**** Source extract ****

Nine paintings of different mediums are hanging up in the South Cariboo Business Centre with the theme to what Leslie Ginther, the Showcase Gallery manager, calls ‘Nocturna’.
In the Spanish language, nocturna is the feminine form of nocturno and translates into nocturne in English.
It’s meaning is ‘relating to the night’ or ‘of the night’.
“For me, post-wildfires, it was almost like there was a healing connotation to it,” said Bobbie Crane, one of the artists about the theme.
Her painting depicts a wolf howling at the moon in a post-fire landscape, without carrying a negative undertone while still following the theme of the show.
Crane has been an artist for 30 years with her main focus being a teacher or leading workshops in Lac la Hache and Williams Lake.
She is also a board member of the 100 Mile Arts Council. She got started in art when a friend encouraged her to join an art class and it got her hooked.
“My favourite part of painting is a therapeutic value of it,” she said.
Another artist in the showcase is Neil Pinkett. His piece is a view from his house.
“I like the arrangement of trees outside my house and with nocturne being the theme it was nice to do something different than I usually do,” he said.
Usually, he works from day-time photographs he takes but he doesn’t have a decent camera enough to take photos at night time. So instead he took a photo during the day with the sun being in roughly the same position the moon is in the painting so the shadows were accurate.
“It was just a slightly different approach to achieve the picture,” he said.
Pinkett has been an artist for ten years, starting with just drawing before he got his hands on some paint. His painting in this exhibit is an acrylic.
There are various mediums of artwork in the showcase from watercolour, acrylic and oil.
Ginther’s is an oil painting, though she said she ventures into all three types, as well as other methods such as pastels.
If anyone is interested in joining the Cariboo Artists Guild they can get ahold of them through the Parkside Gallery.
The showcase will be up until April 2 and each painting is for sale.
“Sometimes patrons of the professional building there will contact the artist and I have sold several paintings through the showcase gallery but most often it is the community that comes in at large and goes ‘I really like that,’ and take down the number and call,” said Crane.

****

Task requirements: Set down the passage of the article on the Nocturna showcase from "Crane has been" to "got her hooked.", inclusive, copying it word for word.

**** Data under study ****

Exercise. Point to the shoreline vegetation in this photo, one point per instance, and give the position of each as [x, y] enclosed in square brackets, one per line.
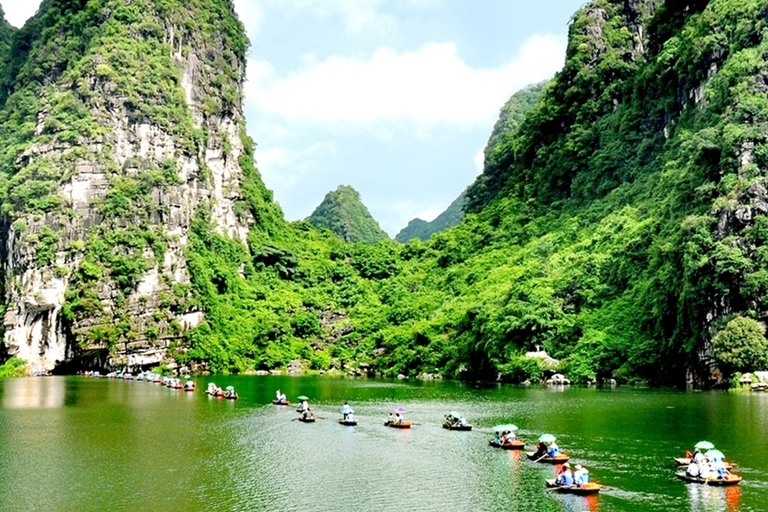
[620, 224]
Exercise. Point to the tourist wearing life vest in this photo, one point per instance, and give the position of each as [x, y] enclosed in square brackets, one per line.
[581, 475]
[566, 476]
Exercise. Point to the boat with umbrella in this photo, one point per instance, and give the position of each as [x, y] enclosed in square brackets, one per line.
[580, 490]
[398, 420]
[300, 407]
[499, 442]
[729, 479]
[544, 453]
[348, 416]
[454, 420]
[701, 446]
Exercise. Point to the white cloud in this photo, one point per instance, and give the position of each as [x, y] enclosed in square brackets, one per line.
[283, 168]
[250, 14]
[358, 15]
[479, 160]
[17, 13]
[427, 86]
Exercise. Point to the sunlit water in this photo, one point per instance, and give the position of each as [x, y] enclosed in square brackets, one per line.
[95, 444]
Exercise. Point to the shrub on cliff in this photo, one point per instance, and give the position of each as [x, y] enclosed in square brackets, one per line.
[741, 346]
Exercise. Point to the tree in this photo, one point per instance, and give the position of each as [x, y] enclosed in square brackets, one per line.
[741, 346]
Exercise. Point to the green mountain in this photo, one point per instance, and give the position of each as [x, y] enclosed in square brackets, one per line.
[6, 35]
[344, 214]
[621, 224]
[422, 229]
[512, 114]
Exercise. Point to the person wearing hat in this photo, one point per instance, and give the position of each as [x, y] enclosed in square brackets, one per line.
[581, 475]
[565, 477]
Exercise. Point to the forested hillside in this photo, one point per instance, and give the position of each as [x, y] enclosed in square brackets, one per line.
[421, 229]
[344, 214]
[620, 224]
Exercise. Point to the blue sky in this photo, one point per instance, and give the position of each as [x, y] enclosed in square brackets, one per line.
[396, 98]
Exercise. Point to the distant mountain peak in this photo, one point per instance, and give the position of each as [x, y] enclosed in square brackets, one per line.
[342, 211]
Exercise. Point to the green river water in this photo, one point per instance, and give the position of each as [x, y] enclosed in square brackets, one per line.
[81, 444]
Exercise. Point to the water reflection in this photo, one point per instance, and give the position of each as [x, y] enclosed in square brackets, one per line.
[706, 498]
[68, 443]
[34, 393]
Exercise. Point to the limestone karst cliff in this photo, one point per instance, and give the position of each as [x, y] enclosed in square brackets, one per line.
[122, 124]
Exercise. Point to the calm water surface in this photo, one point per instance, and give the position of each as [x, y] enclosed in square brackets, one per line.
[73, 443]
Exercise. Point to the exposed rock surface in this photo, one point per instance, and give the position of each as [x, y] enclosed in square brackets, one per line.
[141, 316]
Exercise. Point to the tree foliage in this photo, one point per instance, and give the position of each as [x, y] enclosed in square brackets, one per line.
[741, 346]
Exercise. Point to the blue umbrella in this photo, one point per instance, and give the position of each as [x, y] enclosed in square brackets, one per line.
[547, 438]
[714, 455]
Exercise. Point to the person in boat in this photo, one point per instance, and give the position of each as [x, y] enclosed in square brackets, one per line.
[565, 477]
[509, 436]
[704, 471]
[580, 476]
[720, 470]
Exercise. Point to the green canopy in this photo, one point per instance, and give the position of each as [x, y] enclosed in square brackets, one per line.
[547, 439]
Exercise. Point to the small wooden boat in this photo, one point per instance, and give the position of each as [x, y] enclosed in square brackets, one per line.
[730, 479]
[583, 490]
[686, 461]
[456, 426]
[512, 445]
[560, 458]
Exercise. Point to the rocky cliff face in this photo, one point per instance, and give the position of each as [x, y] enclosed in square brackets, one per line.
[114, 151]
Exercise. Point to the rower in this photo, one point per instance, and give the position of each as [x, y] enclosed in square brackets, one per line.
[565, 477]
[581, 475]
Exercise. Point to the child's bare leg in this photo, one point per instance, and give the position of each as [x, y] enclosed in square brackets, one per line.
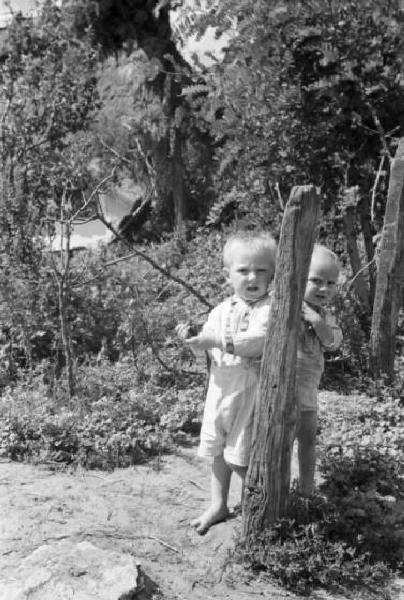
[241, 472]
[218, 510]
[306, 436]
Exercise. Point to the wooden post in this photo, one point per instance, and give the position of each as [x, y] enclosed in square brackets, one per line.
[390, 274]
[268, 476]
[349, 218]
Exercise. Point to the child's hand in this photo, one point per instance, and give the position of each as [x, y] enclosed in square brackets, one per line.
[310, 315]
[323, 331]
[204, 341]
[182, 330]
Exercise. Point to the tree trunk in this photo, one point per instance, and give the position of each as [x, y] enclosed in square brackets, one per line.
[390, 275]
[66, 341]
[367, 231]
[268, 476]
[349, 216]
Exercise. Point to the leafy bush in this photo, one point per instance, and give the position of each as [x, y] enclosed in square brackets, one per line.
[350, 533]
[298, 553]
[113, 422]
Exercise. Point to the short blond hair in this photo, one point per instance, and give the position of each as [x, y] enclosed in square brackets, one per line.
[255, 240]
[320, 251]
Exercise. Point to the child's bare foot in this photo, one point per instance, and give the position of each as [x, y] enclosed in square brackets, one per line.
[210, 517]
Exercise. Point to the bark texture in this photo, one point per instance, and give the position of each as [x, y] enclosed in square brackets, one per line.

****

Completed task:
Crane has been an artist for 30 years with her main focus being a teacher or leading workshops in Lac la Hache and Williams Lake.
She is also a board member of the 100 Mile Arts Council. She got started in art when a friend encouraged her to join an art class and it got her hooked.